• _EXCERPTED PASSAGE_
□ □ □ □ □ □ □

Current News

/

ArcaMax

News briefs

Tribune News Service on

Published in News & Features

‘The future’ of Florida campaigns has arrived, and it’s created by AI

The year is 2028. Gov. Byron Donalds is presiding over a dystopian Florida overrun by energy-guzzling data centers. Utility bills have skyrocketed. “Marijuana monopolies” are poisoning the water. And, if things couldn’t get any worse, “AI hate speech is now a felony.” There is only one man who can save the day: Lt. Gov. Jay Collins.

This is the Orwellian future depicted in one of several AI-generated attacks that have emerged from the online ecosystem supporting Collins, a former Republican state senator and Green Beret now running for governor.

The video is ridiculous by design. But it also exposes a striking contradiction at the heart of Collins’ candidacy.

Opposition to data centers has become one of the lieutenant governor’s signature campaign issues as he seeks to overtake Donalds, the Trump-endorsed front-runner in the Republican primary and the beneficiary of support from a super PAC funded by AI industry giants.

□ □ □ □ □ □ □

• _DATA FOR ANALYSIS_

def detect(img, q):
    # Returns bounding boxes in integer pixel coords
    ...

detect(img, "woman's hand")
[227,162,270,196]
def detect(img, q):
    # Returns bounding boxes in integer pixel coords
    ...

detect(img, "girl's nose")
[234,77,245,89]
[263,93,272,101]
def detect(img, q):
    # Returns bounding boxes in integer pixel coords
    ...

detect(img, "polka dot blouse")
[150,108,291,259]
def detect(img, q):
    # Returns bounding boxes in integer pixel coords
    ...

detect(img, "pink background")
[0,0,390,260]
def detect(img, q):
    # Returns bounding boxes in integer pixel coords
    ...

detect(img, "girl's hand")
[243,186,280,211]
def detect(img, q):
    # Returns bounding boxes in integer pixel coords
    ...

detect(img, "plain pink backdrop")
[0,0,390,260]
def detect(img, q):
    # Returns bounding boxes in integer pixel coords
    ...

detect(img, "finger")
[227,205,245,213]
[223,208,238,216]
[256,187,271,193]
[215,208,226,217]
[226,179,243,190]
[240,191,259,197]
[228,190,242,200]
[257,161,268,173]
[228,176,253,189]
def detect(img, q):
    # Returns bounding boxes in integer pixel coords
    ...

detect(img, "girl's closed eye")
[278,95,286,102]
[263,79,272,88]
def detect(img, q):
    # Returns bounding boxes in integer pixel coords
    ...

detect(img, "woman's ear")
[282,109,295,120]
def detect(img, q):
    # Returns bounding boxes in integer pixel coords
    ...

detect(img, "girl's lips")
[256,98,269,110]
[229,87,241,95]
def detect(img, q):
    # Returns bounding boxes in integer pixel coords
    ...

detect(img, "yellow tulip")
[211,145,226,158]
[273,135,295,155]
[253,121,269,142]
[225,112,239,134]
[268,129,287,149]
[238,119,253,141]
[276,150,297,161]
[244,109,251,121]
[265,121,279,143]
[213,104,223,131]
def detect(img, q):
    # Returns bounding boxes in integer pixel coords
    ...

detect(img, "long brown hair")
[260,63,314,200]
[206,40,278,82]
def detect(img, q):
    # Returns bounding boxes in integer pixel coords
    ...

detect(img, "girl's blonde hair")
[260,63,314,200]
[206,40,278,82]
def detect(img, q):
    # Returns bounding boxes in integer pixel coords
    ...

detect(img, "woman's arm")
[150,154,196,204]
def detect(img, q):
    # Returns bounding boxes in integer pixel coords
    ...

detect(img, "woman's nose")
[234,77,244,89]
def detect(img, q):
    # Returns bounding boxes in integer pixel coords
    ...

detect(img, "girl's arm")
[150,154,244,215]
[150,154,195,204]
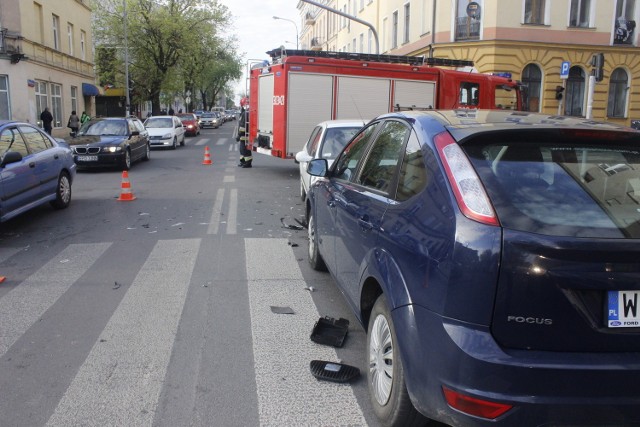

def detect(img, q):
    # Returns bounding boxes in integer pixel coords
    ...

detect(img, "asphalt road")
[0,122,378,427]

□ □ □ □ □ □ □

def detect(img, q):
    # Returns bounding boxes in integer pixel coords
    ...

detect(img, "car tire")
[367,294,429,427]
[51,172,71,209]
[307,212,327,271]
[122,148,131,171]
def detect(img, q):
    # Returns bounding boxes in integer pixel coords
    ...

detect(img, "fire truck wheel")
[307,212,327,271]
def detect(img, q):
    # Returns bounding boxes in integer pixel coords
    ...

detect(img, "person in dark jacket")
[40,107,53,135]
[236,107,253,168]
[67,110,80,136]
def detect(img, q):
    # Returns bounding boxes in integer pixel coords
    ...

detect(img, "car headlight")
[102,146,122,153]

□ □ □ □ □ □ □

• _WORK TASK_
According to the Florida campaign news brief, what roles did Jay Collins hold before running for governor? The material has no connection to the Florida campaign news brief.

• _WRITTEN RESPONSE_
He was a Republican state senator and a Green Beret.